» **DATASET EXTRACT**

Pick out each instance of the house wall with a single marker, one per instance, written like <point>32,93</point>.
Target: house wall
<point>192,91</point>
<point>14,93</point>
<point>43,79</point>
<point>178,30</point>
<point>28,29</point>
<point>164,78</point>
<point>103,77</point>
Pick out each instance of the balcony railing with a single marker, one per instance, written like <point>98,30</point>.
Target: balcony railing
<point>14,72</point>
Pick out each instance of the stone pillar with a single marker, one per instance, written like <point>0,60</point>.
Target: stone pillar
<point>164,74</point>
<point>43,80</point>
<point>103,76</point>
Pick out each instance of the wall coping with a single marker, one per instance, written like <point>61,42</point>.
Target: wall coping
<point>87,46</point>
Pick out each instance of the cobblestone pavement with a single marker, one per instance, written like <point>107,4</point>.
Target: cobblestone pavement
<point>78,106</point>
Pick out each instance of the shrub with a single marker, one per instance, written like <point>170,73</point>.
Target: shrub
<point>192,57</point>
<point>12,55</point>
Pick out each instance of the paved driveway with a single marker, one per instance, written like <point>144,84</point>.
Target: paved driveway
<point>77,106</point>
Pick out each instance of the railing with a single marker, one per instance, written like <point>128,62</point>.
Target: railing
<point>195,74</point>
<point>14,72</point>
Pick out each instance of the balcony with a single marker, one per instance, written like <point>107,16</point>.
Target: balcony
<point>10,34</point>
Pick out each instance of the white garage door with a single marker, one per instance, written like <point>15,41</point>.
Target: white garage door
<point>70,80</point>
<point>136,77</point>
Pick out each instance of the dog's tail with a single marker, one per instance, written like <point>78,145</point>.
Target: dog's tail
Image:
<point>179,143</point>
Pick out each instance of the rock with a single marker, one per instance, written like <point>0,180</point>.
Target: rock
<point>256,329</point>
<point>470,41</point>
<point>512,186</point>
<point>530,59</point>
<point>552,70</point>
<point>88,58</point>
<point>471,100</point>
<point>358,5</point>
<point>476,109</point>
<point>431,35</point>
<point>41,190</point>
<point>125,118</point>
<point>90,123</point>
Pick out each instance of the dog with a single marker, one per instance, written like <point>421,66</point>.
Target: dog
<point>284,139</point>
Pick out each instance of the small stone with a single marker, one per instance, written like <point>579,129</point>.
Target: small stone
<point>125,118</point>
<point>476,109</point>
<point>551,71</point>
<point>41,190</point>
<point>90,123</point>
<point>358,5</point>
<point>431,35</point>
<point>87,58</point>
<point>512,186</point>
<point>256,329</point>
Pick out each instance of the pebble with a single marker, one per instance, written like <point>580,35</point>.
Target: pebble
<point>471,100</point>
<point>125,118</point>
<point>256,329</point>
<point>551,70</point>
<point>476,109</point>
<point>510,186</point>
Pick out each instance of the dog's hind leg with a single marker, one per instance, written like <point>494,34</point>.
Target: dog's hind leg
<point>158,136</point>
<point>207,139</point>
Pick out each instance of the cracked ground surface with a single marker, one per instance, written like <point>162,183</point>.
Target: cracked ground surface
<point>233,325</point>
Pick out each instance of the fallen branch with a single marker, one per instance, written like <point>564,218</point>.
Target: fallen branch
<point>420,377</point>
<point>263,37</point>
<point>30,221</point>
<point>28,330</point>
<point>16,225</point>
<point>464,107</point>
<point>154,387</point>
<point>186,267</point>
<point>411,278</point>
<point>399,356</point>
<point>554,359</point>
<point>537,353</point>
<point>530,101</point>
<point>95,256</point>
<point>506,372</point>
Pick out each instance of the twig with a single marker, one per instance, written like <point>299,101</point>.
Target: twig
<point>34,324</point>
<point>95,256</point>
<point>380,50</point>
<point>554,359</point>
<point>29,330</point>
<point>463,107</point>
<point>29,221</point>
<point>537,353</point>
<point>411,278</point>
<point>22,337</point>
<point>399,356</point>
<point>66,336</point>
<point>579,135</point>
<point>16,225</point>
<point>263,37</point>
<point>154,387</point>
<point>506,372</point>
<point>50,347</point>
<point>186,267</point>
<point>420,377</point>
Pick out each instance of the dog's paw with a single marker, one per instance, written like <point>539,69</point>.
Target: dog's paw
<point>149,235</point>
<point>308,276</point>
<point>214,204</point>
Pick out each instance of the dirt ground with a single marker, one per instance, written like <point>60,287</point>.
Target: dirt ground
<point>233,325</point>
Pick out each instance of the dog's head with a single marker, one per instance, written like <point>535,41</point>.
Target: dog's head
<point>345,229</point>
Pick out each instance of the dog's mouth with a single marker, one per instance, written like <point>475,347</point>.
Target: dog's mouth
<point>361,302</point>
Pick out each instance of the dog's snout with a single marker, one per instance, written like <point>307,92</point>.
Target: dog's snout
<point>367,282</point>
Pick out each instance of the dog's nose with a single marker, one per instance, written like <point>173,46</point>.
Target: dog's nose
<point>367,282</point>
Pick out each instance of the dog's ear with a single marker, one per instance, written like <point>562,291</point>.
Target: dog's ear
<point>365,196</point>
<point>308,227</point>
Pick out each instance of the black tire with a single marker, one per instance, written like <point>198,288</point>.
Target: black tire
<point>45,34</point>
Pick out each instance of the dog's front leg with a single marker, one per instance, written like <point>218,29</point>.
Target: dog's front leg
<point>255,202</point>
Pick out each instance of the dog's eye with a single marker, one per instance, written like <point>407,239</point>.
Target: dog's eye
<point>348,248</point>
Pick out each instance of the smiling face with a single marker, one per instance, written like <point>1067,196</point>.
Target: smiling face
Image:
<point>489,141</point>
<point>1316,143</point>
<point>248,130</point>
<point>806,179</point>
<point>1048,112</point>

» **THE PROBLEM**
Repeat word for word each line from the one with "Pick out each instance of the dog's eye" to the end of the records above, inclusive.

» **RESULT BELOW**
Pick out each instance of the dog's eye with a single marker, one per instance, written like <point>407,239</point>.
Target: dog's eye
<point>348,248</point>
Pick out each instance of the smiling face with a single marker, one per instance, written like <point>1067,196</point>.
Target: smiling face
Image:
<point>489,141</point>
<point>1316,143</point>
<point>248,130</point>
<point>806,179</point>
<point>1048,112</point>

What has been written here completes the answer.